▶ **STATED TASK**
Beginning at the line containing "Tag one point on every instance of the second" and continuing to the end of the records below, give each line again exactly as it stands, and only those lines.

(Point annotation dataset records)

○ ○ ○

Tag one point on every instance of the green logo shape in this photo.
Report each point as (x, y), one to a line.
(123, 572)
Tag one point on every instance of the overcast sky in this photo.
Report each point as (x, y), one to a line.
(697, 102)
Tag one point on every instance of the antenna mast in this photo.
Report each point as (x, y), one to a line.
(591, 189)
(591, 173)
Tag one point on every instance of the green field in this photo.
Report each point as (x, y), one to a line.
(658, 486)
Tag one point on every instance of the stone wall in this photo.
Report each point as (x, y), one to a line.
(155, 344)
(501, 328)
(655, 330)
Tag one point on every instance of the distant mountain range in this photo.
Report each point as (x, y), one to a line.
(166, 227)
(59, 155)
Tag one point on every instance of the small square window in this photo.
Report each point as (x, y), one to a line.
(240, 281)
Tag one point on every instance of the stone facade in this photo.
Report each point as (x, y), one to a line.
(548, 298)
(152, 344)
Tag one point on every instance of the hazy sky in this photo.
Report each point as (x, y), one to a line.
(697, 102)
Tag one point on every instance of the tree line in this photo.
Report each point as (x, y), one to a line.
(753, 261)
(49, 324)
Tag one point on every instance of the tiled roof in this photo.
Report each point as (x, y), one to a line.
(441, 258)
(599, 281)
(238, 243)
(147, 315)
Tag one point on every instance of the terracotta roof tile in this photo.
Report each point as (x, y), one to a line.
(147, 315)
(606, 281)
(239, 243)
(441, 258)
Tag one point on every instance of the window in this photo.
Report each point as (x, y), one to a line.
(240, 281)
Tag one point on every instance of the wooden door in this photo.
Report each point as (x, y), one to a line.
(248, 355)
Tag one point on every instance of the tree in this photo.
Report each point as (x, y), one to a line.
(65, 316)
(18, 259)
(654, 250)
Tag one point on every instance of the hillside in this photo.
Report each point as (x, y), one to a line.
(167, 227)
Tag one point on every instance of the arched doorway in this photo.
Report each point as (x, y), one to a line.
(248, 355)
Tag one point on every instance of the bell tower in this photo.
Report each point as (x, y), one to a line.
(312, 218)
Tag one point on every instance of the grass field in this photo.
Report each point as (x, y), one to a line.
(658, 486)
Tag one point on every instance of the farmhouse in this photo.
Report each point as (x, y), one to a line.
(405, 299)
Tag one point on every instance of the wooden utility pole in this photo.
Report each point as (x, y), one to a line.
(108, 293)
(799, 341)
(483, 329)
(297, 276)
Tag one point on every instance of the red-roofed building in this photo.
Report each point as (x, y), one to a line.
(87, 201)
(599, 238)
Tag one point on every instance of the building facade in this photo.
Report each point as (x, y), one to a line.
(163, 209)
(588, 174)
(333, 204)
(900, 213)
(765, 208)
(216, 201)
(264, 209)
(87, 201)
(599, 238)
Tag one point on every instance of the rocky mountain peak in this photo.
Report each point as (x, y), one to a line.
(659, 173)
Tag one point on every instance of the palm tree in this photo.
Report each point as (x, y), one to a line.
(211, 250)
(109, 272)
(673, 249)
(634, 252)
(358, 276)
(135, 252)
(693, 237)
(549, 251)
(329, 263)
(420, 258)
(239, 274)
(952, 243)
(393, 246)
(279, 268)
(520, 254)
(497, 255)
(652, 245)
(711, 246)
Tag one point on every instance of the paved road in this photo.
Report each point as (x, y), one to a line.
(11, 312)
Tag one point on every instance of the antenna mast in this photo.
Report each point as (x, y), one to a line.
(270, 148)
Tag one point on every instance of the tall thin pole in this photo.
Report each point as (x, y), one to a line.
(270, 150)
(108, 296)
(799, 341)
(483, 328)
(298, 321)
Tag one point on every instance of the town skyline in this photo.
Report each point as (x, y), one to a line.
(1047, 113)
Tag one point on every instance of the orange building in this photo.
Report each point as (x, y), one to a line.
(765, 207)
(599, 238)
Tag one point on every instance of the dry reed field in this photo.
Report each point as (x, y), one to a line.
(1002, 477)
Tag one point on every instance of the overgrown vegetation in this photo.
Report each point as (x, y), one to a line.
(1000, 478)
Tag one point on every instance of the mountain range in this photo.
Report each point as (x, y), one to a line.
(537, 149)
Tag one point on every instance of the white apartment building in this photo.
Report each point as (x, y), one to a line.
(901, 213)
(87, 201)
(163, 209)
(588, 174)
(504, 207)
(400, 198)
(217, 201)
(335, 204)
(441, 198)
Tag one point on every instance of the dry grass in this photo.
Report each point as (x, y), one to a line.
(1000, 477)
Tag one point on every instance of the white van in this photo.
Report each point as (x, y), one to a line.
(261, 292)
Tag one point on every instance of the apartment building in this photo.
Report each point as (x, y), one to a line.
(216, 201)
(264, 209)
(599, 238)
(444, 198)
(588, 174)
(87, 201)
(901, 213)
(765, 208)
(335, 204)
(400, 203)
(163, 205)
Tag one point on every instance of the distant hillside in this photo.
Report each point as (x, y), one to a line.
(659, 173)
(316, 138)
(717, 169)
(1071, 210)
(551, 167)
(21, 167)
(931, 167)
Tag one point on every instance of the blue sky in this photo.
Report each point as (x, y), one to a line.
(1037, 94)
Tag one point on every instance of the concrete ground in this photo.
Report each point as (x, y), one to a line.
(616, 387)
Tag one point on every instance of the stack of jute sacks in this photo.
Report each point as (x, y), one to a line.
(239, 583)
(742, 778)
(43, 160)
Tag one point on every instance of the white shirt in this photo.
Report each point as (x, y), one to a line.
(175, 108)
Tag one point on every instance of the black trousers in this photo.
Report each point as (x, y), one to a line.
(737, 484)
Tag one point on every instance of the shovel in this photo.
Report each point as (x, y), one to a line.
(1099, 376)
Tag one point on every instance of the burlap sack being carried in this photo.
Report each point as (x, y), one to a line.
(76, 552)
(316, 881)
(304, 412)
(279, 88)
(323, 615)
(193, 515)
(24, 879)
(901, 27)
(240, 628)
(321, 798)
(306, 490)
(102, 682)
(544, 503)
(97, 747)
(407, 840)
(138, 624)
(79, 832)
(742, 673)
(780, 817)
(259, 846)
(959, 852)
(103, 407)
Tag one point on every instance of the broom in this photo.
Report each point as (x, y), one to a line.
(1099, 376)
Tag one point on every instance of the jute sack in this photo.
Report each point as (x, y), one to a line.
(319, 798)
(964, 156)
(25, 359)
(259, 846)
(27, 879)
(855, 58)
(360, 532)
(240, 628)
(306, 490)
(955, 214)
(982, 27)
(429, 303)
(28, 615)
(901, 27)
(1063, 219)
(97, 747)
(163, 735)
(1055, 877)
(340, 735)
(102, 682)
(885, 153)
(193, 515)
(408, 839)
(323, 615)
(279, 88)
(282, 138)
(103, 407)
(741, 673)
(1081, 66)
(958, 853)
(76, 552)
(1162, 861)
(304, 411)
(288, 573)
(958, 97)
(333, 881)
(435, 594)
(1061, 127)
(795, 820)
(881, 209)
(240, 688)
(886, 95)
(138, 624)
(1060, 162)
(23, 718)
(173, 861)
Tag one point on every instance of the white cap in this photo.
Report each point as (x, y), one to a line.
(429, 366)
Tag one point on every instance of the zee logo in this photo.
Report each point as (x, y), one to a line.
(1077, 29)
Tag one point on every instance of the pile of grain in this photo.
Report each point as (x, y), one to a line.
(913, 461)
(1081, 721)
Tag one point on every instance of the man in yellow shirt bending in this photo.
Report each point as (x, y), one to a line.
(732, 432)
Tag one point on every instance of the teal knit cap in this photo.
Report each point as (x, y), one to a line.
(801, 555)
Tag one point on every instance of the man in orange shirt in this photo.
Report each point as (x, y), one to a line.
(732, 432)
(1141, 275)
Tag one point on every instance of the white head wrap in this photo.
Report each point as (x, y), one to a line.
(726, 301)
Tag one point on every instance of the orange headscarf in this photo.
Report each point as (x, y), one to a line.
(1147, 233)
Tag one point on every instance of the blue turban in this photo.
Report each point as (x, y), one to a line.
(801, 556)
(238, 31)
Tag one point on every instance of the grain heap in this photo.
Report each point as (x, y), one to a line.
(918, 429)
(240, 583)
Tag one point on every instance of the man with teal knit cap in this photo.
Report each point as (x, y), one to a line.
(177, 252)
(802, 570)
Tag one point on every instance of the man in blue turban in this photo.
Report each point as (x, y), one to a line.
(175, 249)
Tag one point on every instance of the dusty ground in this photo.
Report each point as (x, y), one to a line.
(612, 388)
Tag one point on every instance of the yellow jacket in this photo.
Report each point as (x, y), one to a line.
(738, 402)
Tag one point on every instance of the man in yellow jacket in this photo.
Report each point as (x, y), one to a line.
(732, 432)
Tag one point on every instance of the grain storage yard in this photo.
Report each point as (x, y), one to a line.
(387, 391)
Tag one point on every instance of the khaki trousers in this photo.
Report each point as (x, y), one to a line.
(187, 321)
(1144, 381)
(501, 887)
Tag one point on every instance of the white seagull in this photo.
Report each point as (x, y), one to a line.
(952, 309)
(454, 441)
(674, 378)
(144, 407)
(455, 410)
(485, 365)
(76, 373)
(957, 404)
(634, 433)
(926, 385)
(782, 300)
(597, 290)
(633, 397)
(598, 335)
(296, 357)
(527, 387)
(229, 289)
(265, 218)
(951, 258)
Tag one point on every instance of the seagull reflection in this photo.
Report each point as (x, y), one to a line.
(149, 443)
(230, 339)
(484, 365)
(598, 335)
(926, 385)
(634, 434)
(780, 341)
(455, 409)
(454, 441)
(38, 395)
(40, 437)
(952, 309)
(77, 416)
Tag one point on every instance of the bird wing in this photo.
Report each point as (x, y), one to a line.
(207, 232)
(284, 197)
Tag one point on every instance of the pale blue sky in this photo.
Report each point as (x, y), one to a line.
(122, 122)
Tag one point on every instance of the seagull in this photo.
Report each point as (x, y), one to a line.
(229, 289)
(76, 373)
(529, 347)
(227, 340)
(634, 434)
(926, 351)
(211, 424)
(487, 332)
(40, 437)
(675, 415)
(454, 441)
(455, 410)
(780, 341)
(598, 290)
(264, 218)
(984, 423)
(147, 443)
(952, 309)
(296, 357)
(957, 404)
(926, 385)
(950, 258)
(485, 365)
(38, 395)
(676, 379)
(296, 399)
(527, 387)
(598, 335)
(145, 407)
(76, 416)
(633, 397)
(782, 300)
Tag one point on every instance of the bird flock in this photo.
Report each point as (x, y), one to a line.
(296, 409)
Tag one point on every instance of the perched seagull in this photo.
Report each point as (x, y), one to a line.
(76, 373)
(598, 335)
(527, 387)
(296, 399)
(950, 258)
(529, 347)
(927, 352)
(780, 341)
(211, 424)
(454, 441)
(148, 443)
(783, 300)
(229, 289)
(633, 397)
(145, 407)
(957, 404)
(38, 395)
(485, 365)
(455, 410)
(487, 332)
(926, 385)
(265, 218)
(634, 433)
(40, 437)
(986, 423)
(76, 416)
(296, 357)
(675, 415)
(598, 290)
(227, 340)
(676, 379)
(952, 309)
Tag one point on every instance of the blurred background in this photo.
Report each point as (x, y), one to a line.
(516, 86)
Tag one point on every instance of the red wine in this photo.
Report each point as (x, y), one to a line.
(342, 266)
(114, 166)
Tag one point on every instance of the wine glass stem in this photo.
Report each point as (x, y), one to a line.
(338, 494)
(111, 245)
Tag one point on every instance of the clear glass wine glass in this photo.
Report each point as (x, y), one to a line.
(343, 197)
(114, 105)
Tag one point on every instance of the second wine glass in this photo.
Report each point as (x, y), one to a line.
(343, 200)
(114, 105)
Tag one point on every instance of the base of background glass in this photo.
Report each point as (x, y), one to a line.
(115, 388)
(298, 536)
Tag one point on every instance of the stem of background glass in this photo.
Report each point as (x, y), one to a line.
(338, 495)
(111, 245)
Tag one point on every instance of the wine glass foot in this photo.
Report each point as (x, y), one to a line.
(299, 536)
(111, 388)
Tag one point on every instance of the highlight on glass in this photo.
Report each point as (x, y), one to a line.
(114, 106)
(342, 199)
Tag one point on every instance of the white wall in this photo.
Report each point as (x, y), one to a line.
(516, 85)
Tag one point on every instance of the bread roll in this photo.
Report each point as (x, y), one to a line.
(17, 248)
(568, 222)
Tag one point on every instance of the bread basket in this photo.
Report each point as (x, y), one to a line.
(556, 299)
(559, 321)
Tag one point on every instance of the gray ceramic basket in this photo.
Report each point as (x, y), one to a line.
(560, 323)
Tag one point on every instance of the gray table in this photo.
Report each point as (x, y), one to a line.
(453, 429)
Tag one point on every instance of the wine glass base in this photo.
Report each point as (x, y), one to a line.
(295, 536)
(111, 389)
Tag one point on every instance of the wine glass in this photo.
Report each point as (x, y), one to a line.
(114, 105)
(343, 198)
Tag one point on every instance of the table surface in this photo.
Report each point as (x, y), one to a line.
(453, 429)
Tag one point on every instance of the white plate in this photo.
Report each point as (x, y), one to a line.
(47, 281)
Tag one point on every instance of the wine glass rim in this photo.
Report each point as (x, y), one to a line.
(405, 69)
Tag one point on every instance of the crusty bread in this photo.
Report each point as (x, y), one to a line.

○ ○ ○

▶ **RESULT BELOW**
Tag one point on every instance of the second wine glass in this photo.
Report each point as (x, y), one to a line.
(343, 200)
(114, 105)
Tag one point on every instance of the base of background glass in this photo.
Report each point as (x, y), one to a line.
(115, 388)
(298, 536)
Tag one point on every instance of the stem of background glass in this photo.
Report each point as (x, y), one to a line.
(338, 495)
(111, 245)
Tag one point on every instance of the wine glass foot in this photo.
Report each point as (x, y), one to a line.
(299, 536)
(111, 388)
Tag one point on every instance of the highlight on glass in this photo.
Report each point as (x, y), one to a line.
(114, 106)
(342, 199)
Tag one point on every instance of the white wall in this photo.
Report each point as (x, y), one to a line.
(516, 85)
Tag one point on every instance of the bread roll in this photo.
Report each point as (x, y), one to a line.
(17, 248)
(568, 222)
Tag one point on every instance of the bread basket in this photo.
Report each point as (x, y), one to a line.
(556, 299)
(559, 321)
Tag one point on every instance of the gray ceramic basket in this photo.
Report each point as (x, y), one to a line.
(560, 323)
Tag one point on every instance of the gray table in this photo.
Report each point as (x, y), one to a line.
(453, 429)
Tag one point on every instance of the wine glass base in this photo.
Report each point as (x, y), one to a line.
(295, 536)
(111, 389)
Tag one point on every instance of the wine glass in this photo.
Report each point as (x, y), one to a line.
(114, 105)
(343, 198)
Tag one point on every instance of the table surface in this photo.
Report each point as (x, y), one to a line.
(453, 429)
Tag one point on every instance of the white plate in this photo.
Report each point as (x, y), one to a line.
(47, 281)
Tag one point on every instance of the wine glass rim in this photo.
Report each point as (x, y), one to a line.
(405, 69)
Tag one point on every instance of the crusty bread in this photo.
Report each point as (x, y), one to a line.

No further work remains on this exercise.